- WHAT IS NEEDED
Lay out every item below as a numbered list, omitting any blank lines.

- RECORDS SUPPLIED

=======

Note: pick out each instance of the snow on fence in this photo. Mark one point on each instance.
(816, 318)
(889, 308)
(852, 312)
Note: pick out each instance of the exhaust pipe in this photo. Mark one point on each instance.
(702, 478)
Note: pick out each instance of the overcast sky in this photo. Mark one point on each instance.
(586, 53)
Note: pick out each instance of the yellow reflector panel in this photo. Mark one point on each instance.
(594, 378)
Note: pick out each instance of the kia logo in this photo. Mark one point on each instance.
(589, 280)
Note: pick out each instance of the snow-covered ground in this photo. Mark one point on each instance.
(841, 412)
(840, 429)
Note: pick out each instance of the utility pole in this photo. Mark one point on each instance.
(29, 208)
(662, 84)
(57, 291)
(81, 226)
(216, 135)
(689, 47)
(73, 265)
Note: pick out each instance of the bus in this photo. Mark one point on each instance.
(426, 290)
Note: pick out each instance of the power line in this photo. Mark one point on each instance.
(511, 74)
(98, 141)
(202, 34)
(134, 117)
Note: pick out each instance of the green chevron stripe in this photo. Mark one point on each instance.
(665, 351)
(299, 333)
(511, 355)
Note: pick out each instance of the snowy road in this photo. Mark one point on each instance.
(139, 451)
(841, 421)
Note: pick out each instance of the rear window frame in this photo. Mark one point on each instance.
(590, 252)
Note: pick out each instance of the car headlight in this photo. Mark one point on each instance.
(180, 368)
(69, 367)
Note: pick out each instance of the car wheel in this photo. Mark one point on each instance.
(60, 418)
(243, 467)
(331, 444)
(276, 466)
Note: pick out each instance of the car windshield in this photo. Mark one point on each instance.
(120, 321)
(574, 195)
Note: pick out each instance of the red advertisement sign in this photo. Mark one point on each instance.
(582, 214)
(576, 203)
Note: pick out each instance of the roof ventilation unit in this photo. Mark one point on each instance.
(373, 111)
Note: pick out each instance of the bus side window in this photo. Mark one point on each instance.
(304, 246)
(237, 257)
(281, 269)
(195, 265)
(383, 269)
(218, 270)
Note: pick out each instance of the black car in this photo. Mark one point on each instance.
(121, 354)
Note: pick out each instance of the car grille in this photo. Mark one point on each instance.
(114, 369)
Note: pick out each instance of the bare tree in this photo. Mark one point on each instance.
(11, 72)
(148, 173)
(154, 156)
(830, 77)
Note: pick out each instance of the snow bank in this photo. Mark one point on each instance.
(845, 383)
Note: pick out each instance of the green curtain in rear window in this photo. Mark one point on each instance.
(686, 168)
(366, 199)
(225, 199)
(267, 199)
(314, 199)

=======

- WRITTEN ANSWER
1. Note: pick out each instance of the snow on fence in this photo. Mark one point on each instance.
2. (816, 318)
3. (889, 308)
4. (852, 312)
5. Note: pick out each instance of the exhaust pipe in this photo. Mark one point on each instance.
6. (702, 478)
7. Note: pick out each instance of the overcast sky in this photo. Mark one point on each instance.
8. (586, 53)
9. Note: pick out each instance of the yellow reflector panel in this photo. Mark one point on each instance.
10. (594, 378)
11. Note: pick out each instance of the kia logo in this photo. Mark one point on each instance.
12. (589, 280)
13. Note: pick out each instance of the snow-covered ground in this photo. Mark one point on each instance.
14. (841, 412)
15. (840, 429)
16. Note: pick out each instance of the utility pole in this photo. Mark one point on each instance.
17. (29, 208)
18. (662, 84)
19. (57, 291)
20. (81, 226)
21. (216, 135)
22. (689, 47)
23. (73, 265)
24. Note: pick out each instance of the bus in this photo. Mark one point on each instance.
25. (426, 290)
26. Note: pick out each instance of the power line in this photo. Mark one point on each instance.
27. (511, 74)
28. (98, 141)
29. (202, 34)
30. (134, 117)
31. Note: pick out each instance of the green chevron stripe in this photo. Mark one point on each instance.
32. (665, 351)
33. (299, 333)
34. (511, 355)
35. Note: pick out each instance of the snowy road in this photo. Mark one point on each instance.
36. (139, 451)
37. (841, 421)
38. Note: pick out each instance of the rear window frame in this photo. Mark one point on each instance.
39. (590, 252)
40. Note: pick out each instance of the car headlight in this photo. Mark one point on each instance.
41. (180, 368)
42. (69, 367)
43. Note: pick out each instance of the car wheel in this photo. Mark one point on each instance.
44. (60, 418)
45. (243, 467)
46. (331, 444)
47. (276, 466)
48. Note: pick out each instance of the car windshield in this photo. Mark one point on each instance.
49. (120, 321)
50. (574, 195)
51. Note: pick out each instance of the red advertisement sign in this photo. Mark one point on each instance.
52. (582, 214)
53. (576, 203)
54. Note: pick out each instance of the roof ventilation unit in this photo. Mark one point on each instance.
55. (373, 111)
56. Note: pick out each instance of the bus side window in this photo. Mark one point on each instance.
57. (304, 246)
58. (237, 257)
59. (281, 269)
60. (195, 265)
61. (383, 269)
62. (218, 270)
63. Note: pick out each instance of the black car in this photo. Mark one point on each instance.
64. (121, 354)
65. Note: pick out each instance of the car grille in this photo. Mark one point on each instance.
66. (114, 369)
67. Note: pick out each instance of the bare tree in this photo. Mark one point on each instance.
68. (11, 72)
69. (148, 173)
70. (154, 156)
71. (830, 77)
72. Note: pick out each instance of the snow bank in this photo. Mark one point on each instance.
73. (845, 383)
74. Note: pick out each instance of the green curtain in rear window in this photo. Mark one point on each instance.
75. (686, 168)
76. (366, 199)
77. (225, 199)
78. (267, 199)
79. (314, 199)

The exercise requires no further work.